EXCERPTED PASSAGE:
━━━━━━━━━━

Skip to content
New issue

Have a question about this project? Sign up for a free GitHub account to open an issue and contact its maintainers and the community.

By clicking “Sign up for GitHub”, you agree to our terms of service and privacy statement. We’ll occasionally send you account related emails.

Already on GitHub? Sign in to your account

Subsampling for MCLMC tuning #738

Open
reubenharry opened this issue Sep 18, 2024 · 6 comments
Open

Subsampling for MCLMC tuning #738

reubenharry opened this issue Sep 18, 2024 · 6 comments

Comments

@reubenharry
Copy link
Contributor

Current behavior

The third stage of tuning computes effective sample size using correlation length averaged across dimensions. For high dimensional problems, it might be better to subsample only n dimensions, for efficiency reasons.

Desired behavior

Have a default maximum number of dimensions n, and run a chain in the third stage of tuning that only returns a random choice of n dimensions.

@hsimonfroy
Copy link
Contributor

hsimonfroy commented Feb 15, 2025

Hi,

I encountered this issue but found it more convenient to solve it by performing thinning, which btw run_inference_algorithm API does not implement yet. In my high-dimensional (>10^7) use case, it is not relevant to scan and return every MCMC steps, while having 500 steps / ESS. In such case, the ESS estimation would not change much by discarding 99 steps out of 100.

Thinning is implemented in numpyro MCMC API. In blackjax, this can simply be done with

def run_inference_algorithm(..., thinning=1):

    ...

    def one_sub_step(state, rng_key):
        state, info = inference_algorithm.step(rng_key, state)
        return state, info
    
    def one_step(state, xs):
        _, rng_key = xs
        keys = jr.split(rng_key, thinning)
        state, info = lax.scan(one_sub_step, state, keys)
        return state, transform(state, info)

and same in mclmc adaptation. This way we hit 2 with 1 stone.

@reubenharry
Copy link
Contributor Author

reubenharry commented Feb 16, 2025

Thanks for this comment! Thinning makes sense, but I'd like to implement it as a kernel transformation, rather than complicating run_inference_algorithm. That is, make_thinned_kernel would take a kernel, and return a new kernel that does the appropriate thing. This feels more functional, and I have it on branch somewhere, as a draft.

But yes, really either way would be fine.

@reubenharry
Copy link
Contributor Author

Separately, we've recently been interesting in using MCLMC for high dimensional problems, so would be interested in hearing about your experience.

━━━━━━━━━━

SUPPLIED DATA:
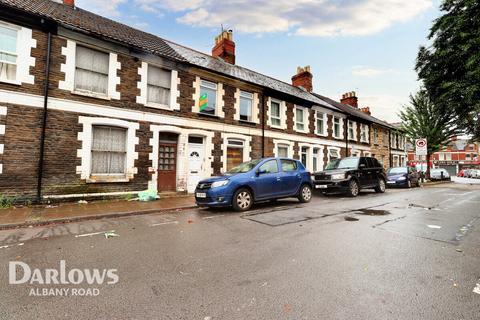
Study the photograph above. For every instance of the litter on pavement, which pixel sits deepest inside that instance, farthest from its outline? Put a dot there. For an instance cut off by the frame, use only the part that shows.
(111, 234)
(477, 288)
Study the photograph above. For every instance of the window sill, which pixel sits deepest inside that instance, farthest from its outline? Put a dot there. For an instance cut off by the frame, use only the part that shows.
(14, 82)
(107, 179)
(91, 95)
(206, 115)
(158, 106)
(247, 122)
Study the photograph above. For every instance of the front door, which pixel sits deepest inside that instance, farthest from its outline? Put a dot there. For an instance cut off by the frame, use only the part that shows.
(195, 165)
(167, 162)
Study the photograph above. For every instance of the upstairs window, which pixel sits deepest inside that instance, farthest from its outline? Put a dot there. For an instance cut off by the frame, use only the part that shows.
(109, 150)
(320, 123)
(300, 119)
(8, 54)
(91, 70)
(336, 127)
(275, 118)
(158, 85)
(363, 133)
(246, 105)
(208, 97)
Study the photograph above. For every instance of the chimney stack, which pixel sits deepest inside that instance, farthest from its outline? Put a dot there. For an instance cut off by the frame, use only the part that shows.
(350, 98)
(303, 79)
(224, 47)
(366, 110)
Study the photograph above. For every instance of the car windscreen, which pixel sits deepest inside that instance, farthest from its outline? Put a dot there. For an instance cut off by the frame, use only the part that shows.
(347, 163)
(244, 167)
(395, 171)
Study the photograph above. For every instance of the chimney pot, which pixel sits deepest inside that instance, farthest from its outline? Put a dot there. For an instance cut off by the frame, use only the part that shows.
(225, 47)
(350, 98)
(303, 78)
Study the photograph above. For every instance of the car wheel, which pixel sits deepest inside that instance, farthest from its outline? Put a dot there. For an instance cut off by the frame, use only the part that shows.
(353, 188)
(305, 194)
(242, 200)
(381, 186)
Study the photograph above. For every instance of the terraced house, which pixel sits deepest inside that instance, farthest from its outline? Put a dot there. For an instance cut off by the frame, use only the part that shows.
(92, 107)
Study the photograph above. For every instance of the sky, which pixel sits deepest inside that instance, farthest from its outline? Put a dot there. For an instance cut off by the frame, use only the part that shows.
(366, 46)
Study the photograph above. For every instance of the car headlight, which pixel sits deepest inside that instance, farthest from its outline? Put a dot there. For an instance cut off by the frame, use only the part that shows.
(221, 183)
(338, 176)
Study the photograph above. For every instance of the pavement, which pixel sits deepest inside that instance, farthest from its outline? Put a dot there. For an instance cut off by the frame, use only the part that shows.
(24, 216)
(405, 254)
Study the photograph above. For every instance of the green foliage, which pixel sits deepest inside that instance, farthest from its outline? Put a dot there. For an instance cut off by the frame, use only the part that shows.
(422, 119)
(6, 202)
(450, 67)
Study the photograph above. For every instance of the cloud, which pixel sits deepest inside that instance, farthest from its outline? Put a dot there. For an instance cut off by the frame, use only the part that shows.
(320, 18)
(103, 7)
(362, 71)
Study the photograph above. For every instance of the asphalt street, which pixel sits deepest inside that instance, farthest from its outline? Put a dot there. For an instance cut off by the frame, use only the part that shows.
(412, 254)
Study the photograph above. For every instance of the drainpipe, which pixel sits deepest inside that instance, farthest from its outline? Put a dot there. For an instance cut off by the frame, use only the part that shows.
(44, 119)
(263, 125)
(346, 136)
(389, 148)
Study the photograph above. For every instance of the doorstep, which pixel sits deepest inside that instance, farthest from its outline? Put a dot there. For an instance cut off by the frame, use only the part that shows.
(21, 217)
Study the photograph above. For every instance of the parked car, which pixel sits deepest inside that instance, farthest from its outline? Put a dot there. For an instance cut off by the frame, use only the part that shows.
(439, 174)
(254, 181)
(403, 177)
(475, 174)
(351, 175)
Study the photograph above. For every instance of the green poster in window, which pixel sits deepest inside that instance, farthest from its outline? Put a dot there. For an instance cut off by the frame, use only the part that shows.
(203, 102)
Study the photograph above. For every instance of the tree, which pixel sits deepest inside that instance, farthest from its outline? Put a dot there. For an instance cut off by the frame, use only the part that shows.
(450, 67)
(422, 119)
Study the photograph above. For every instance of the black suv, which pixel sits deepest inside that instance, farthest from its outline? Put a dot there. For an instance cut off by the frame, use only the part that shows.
(350, 175)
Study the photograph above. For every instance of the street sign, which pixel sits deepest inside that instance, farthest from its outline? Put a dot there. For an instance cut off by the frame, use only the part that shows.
(421, 147)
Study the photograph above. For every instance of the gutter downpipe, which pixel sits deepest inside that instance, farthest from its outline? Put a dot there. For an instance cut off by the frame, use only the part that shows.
(263, 125)
(347, 153)
(44, 119)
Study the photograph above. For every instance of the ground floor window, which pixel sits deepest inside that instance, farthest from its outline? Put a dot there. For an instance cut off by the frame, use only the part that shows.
(282, 151)
(396, 161)
(333, 154)
(109, 150)
(234, 153)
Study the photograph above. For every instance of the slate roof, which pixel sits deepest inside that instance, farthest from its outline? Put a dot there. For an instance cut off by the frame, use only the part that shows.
(92, 23)
(355, 112)
(218, 65)
(89, 22)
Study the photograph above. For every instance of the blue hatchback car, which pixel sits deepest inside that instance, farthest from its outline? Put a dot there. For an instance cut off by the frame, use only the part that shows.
(256, 180)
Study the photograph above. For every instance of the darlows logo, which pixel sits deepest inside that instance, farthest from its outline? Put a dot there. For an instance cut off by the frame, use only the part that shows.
(21, 273)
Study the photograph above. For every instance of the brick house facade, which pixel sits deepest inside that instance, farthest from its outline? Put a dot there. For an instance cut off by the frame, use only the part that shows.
(137, 121)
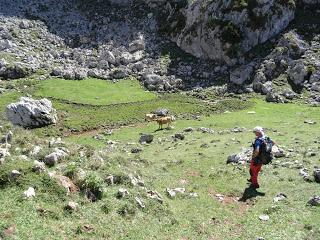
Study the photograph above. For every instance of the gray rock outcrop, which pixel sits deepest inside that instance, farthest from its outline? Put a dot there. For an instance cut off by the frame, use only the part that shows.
(223, 30)
(30, 113)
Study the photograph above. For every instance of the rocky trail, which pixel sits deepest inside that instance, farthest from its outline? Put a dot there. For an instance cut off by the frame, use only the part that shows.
(78, 160)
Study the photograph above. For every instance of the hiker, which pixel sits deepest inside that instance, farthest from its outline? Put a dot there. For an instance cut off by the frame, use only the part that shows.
(259, 147)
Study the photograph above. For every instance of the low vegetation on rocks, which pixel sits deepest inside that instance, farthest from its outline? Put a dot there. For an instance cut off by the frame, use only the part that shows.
(132, 119)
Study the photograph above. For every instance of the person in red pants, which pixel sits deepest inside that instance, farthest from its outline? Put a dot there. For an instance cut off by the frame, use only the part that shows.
(256, 162)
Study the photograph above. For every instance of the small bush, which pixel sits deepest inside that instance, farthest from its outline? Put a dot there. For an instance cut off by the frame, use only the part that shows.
(94, 183)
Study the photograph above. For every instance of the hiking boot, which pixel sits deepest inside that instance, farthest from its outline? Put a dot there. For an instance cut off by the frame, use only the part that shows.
(254, 186)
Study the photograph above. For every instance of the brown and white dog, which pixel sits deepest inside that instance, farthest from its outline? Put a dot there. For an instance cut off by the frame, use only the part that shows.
(165, 120)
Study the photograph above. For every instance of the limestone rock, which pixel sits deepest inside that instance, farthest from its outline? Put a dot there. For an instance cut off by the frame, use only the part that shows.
(122, 192)
(31, 113)
(242, 74)
(316, 175)
(220, 30)
(54, 157)
(72, 206)
(146, 138)
(173, 192)
(297, 72)
(29, 193)
(314, 201)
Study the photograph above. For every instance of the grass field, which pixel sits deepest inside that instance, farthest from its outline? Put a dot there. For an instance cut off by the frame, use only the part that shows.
(197, 163)
(94, 91)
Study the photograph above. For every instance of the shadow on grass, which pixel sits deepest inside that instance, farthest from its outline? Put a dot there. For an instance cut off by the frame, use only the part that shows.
(250, 192)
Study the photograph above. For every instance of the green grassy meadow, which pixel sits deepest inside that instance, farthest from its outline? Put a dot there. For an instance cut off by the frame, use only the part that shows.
(197, 163)
(94, 91)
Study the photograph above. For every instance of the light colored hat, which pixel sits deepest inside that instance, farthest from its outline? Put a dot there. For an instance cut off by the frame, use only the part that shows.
(259, 130)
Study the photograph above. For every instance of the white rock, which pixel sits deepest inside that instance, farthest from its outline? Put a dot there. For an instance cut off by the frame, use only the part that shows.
(264, 217)
(173, 192)
(140, 203)
(31, 113)
(39, 166)
(29, 193)
(122, 192)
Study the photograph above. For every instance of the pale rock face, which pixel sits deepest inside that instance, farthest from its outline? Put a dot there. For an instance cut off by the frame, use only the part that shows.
(31, 113)
(242, 74)
(221, 31)
(297, 72)
(108, 56)
(30, 193)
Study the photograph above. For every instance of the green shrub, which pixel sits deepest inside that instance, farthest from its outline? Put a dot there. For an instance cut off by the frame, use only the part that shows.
(94, 183)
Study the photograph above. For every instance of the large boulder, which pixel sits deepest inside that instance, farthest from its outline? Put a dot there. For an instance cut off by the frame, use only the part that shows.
(242, 74)
(297, 72)
(30, 113)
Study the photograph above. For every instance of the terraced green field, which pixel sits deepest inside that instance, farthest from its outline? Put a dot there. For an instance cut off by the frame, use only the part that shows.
(94, 91)
(197, 163)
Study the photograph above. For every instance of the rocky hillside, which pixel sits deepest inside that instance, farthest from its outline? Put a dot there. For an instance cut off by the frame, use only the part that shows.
(271, 47)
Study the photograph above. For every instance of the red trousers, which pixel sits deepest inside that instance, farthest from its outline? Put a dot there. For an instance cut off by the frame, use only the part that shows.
(254, 172)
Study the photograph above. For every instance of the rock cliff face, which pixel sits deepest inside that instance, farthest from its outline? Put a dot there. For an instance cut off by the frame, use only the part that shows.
(224, 29)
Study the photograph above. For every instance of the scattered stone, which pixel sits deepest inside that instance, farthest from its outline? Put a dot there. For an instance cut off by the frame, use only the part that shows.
(220, 197)
(38, 166)
(173, 192)
(189, 129)
(310, 122)
(179, 136)
(154, 195)
(274, 97)
(194, 195)
(66, 183)
(316, 174)
(311, 154)
(205, 145)
(146, 138)
(72, 206)
(264, 217)
(140, 203)
(136, 181)
(314, 201)
(122, 192)
(303, 172)
(297, 72)
(29, 193)
(136, 45)
(31, 113)
(9, 232)
(15, 174)
(3, 154)
(279, 197)
(205, 130)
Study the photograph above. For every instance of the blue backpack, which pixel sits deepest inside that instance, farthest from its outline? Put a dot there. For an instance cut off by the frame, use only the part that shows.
(265, 154)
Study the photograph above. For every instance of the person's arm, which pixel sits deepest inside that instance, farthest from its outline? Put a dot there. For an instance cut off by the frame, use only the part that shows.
(256, 150)
(255, 153)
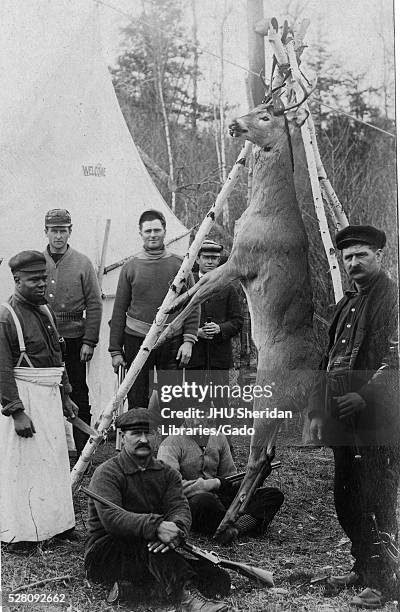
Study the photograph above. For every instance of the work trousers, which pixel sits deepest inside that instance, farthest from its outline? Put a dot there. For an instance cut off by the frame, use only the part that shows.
(361, 487)
(76, 370)
(208, 509)
(110, 559)
(206, 376)
(164, 358)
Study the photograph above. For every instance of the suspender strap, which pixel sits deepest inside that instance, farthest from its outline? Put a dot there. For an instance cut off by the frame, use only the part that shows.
(22, 348)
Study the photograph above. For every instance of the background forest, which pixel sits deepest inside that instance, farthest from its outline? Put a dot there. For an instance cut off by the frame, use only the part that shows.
(188, 151)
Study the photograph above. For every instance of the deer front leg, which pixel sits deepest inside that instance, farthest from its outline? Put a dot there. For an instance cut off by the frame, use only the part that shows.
(262, 451)
(209, 283)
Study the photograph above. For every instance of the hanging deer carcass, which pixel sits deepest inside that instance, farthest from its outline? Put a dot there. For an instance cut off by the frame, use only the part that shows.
(269, 257)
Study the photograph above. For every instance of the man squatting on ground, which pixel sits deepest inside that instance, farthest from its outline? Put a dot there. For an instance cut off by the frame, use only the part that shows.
(137, 542)
(72, 292)
(354, 407)
(36, 498)
(143, 284)
(204, 463)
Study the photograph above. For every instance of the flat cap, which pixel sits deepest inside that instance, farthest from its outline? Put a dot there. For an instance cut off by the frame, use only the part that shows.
(360, 234)
(57, 217)
(209, 246)
(152, 213)
(28, 261)
(136, 419)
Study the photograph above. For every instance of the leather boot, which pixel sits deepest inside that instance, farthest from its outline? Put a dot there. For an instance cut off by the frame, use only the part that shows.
(193, 601)
(345, 581)
(368, 598)
(246, 523)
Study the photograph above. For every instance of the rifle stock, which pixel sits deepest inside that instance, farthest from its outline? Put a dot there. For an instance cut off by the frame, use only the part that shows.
(240, 475)
(262, 576)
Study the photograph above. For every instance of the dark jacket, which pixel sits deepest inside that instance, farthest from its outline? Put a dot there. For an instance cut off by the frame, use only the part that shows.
(373, 370)
(72, 287)
(42, 347)
(223, 308)
(147, 497)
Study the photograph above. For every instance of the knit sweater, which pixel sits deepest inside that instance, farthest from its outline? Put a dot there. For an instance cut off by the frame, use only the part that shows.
(72, 287)
(142, 286)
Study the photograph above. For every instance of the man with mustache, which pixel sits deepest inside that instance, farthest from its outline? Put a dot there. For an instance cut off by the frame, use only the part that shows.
(36, 499)
(136, 545)
(354, 407)
(220, 320)
(142, 286)
(74, 294)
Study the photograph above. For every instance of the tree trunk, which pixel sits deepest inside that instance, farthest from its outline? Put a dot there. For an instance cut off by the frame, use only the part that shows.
(195, 69)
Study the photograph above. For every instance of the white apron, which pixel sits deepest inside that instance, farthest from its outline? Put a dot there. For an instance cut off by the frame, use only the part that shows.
(35, 485)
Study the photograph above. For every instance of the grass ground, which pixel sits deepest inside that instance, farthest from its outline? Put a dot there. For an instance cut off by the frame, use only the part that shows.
(303, 543)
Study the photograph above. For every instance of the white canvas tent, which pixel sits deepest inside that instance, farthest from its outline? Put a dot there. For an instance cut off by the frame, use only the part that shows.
(64, 143)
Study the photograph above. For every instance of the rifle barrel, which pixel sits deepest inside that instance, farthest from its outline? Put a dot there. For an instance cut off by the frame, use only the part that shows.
(240, 475)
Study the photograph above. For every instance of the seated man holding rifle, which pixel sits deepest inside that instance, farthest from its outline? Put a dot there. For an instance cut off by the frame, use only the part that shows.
(136, 539)
(210, 483)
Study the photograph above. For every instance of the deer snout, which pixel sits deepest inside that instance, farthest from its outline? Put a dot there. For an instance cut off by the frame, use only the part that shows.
(236, 128)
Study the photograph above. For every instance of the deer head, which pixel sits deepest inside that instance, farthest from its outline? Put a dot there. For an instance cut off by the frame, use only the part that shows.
(260, 126)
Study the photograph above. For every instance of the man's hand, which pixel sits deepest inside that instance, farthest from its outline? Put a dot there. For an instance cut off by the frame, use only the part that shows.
(192, 487)
(23, 424)
(169, 537)
(203, 334)
(184, 353)
(211, 328)
(118, 360)
(86, 352)
(316, 429)
(70, 409)
(350, 404)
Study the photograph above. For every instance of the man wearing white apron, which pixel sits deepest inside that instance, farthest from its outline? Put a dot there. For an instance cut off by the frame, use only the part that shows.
(35, 489)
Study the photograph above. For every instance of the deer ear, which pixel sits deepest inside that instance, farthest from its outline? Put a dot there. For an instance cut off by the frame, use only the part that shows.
(297, 116)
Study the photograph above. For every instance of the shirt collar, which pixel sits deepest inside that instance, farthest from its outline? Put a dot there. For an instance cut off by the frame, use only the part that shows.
(20, 298)
(130, 466)
(363, 290)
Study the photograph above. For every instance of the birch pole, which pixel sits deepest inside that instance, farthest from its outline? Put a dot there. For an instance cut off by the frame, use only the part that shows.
(150, 340)
(284, 54)
(100, 271)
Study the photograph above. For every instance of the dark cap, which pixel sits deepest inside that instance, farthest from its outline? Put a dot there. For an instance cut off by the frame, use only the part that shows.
(58, 217)
(209, 246)
(150, 214)
(28, 261)
(360, 234)
(136, 419)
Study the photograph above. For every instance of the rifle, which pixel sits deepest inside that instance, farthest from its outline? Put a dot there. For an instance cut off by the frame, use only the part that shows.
(260, 575)
(240, 475)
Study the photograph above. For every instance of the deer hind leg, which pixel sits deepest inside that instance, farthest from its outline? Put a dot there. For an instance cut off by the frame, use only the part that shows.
(258, 468)
(206, 286)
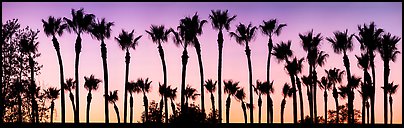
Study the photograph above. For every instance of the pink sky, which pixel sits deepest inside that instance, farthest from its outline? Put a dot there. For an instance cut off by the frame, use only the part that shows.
(324, 18)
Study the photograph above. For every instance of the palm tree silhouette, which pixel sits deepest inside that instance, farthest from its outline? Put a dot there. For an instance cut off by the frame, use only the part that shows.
(112, 98)
(69, 86)
(90, 84)
(370, 37)
(52, 93)
(220, 20)
(144, 85)
(287, 91)
(211, 88)
(388, 52)
(159, 35)
(80, 23)
(240, 96)
(126, 41)
(52, 27)
(190, 29)
(230, 88)
(132, 87)
(101, 30)
(243, 35)
(270, 28)
(335, 76)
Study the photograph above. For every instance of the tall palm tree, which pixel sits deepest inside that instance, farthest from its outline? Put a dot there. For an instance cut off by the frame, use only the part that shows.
(270, 28)
(211, 88)
(243, 35)
(52, 27)
(90, 84)
(79, 24)
(191, 27)
(230, 88)
(126, 41)
(388, 52)
(370, 37)
(325, 85)
(52, 93)
(240, 96)
(145, 86)
(132, 87)
(69, 86)
(101, 30)
(220, 20)
(335, 76)
(112, 98)
(287, 91)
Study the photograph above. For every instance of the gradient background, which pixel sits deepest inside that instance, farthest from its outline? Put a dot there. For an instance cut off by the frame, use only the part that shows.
(324, 18)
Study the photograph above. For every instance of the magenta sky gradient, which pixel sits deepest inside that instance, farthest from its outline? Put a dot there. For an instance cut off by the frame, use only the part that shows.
(324, 18)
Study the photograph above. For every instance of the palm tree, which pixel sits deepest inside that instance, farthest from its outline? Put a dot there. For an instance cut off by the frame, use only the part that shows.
(145, 87)
(335, 76)
(240, 96)
(80, 23)
(112, 98)
(388, 52)
(370, 37)
(287, 91)
(132, 87)
(159, 35)
(52, 93)
(53, 27)
(191, 27)
(211, 88)
(126, 41)
(325, 85)
(101, 31)
(243, 35)
(230, 88)
(90, 84)
(220, 20)
(69, 86)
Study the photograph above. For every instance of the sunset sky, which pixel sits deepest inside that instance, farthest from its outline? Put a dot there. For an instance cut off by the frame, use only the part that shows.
(324, 18)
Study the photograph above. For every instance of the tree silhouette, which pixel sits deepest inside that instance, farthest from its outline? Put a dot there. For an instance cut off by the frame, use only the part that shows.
(90, 84)
(220, 20)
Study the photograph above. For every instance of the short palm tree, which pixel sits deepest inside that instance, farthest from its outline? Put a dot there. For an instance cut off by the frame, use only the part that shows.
(52, 27)
(79, 24)
(52, 93)
(388, 52)
(112, 98)
(244, 35)
(211, 88)
(370, 37)
(126, 41)
(220, 20)
(101, 30)
(270, 28)
(159, 35)
(90, 84)
(230, 88)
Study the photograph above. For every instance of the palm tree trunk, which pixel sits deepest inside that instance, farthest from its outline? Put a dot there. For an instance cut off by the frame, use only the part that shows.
(219, 77)
(228, 101)
(76, 74)
(104, 64)
(127, 61)
(117, 113)
(163, 62)
(184, 58)
(248, 53)
(62, 101)
(89, 97)
(198, 52)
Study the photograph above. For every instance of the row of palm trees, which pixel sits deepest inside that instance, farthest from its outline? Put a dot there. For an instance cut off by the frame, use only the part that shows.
(370, 38)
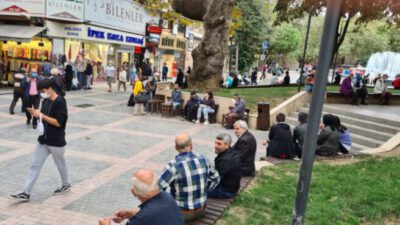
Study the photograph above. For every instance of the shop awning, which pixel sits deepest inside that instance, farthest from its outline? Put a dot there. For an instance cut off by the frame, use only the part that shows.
(19, 33)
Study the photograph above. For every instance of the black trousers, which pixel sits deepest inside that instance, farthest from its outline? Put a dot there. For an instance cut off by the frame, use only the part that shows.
(33, 101)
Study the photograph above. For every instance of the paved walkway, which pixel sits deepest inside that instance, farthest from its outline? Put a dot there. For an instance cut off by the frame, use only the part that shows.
(105, 144)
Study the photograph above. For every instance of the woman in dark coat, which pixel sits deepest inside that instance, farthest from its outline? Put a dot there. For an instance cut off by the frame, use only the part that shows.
(179, 78)
(69, 75)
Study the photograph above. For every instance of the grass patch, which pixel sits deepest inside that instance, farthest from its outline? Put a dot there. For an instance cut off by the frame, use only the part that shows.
(366, 192)
(272, 95)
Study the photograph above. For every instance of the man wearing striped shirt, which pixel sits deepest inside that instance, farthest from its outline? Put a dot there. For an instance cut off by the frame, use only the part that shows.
(189, 176)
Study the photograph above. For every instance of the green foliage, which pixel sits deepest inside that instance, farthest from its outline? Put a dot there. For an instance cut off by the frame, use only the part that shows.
(359, 193)
(252, 31)
(394, 39)
(367, 40)
(285, 39)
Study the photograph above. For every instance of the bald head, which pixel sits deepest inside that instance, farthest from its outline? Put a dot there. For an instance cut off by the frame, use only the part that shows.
(144, 182)
(183, 142)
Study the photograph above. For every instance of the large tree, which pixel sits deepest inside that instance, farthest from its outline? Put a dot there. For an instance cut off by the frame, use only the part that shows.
(210, 54)
(252, 31)
(362, 11)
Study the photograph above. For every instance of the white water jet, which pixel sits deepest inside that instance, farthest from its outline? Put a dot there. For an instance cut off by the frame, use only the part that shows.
(384, 63)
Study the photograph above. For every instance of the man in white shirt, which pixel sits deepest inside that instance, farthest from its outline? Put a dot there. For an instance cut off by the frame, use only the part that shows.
(110, 70)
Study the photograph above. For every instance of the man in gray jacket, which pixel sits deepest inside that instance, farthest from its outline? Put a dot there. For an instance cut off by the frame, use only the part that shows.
(300, 132)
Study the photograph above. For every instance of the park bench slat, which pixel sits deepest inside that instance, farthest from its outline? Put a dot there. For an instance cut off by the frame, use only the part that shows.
(207, 221)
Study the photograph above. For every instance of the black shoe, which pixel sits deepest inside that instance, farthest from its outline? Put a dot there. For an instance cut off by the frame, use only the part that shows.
(21, 196)
(62, 190)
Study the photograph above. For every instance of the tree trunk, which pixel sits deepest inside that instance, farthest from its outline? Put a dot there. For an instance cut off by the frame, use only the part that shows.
(210, 54)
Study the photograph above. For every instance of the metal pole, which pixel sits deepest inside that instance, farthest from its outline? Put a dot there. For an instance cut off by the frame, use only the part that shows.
(334, 66)
(305, 51)
(317, 101)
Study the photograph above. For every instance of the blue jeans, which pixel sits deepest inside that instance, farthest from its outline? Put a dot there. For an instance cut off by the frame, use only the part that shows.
(205, 111)
(219, 192)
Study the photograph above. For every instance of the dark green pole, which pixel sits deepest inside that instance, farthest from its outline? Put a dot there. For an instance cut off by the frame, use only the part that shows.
(317, 102)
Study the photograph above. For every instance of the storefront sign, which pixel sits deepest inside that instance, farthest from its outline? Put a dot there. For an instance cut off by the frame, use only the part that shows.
(23, 7)
(124, 15)
(154, 29)
(85, 32)
(70, 10)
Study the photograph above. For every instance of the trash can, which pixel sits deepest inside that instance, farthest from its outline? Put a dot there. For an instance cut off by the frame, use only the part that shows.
(263, 119)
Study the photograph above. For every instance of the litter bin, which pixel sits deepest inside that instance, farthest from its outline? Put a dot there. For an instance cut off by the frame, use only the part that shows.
(263, 119)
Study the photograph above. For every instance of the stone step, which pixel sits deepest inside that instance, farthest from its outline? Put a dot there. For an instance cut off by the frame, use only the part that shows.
(368, 124)
(357, 147)
(362, 131)
(360, 140)
(338, 111)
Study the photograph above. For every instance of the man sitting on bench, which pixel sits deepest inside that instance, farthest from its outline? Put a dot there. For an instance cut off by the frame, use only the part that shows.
(245, 148)
(228, 167)
(189, 176)
(156, 208)
(236, 112)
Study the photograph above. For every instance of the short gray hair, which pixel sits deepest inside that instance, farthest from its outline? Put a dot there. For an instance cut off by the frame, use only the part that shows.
(180, 145)
(242, 124)
(142, 189)
(225, 137)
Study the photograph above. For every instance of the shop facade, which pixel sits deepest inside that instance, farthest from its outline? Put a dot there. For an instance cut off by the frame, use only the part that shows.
(56, 32)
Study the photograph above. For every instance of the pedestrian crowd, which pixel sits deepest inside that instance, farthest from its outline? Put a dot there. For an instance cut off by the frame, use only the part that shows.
(333, 138)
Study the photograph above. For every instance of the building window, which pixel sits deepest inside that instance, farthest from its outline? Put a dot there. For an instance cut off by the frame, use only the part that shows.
(181, 45)
(168, 42)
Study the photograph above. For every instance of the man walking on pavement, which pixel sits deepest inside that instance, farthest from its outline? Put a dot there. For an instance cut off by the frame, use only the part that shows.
(53, 116)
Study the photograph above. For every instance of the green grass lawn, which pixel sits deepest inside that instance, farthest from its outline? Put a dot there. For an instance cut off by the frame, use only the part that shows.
(272, 95)
(366, 192)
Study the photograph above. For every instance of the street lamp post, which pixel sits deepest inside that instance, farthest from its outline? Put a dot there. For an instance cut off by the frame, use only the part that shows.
(305, 51)
(317, 101)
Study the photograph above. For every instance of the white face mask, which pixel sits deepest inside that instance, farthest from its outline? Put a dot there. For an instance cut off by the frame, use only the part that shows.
(44, 95)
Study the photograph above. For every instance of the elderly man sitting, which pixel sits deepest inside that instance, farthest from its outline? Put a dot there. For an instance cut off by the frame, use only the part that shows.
(235, 113)
(157, 208)
(245, 148)
(229, 168)
(189, 176)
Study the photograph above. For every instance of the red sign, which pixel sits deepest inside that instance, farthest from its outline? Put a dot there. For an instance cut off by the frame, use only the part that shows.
(154, 29)
(14, 9)
(138, 50)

━━━━━━━━━━

REQUEST 1:
Translate this sentence from the MCLMC tuning thread above into Spanish: "The third stage of tuning computes effective sample size using correlation length averaged across dimensions."
REQUEST 2:
Reproduce the part of the MCLMC tuning thread above starting with "state, info = lax.scan(one_sub_step, state, keys)" and going on through "with 1 stone.".

COMPLETE OUTPUT 1:
La tercera etapa del ajuste calcula el tamaño efectivo de la muestra usando la longitud de correlación promediada entre las dimensiones.

COMPLETE OUTPUT 2:
state, info = lax.scan(one_sub_step, state, keys)
        return state, transform(state, info)

and same in mclmc adaptation. This way we hit 2 with 1 stone.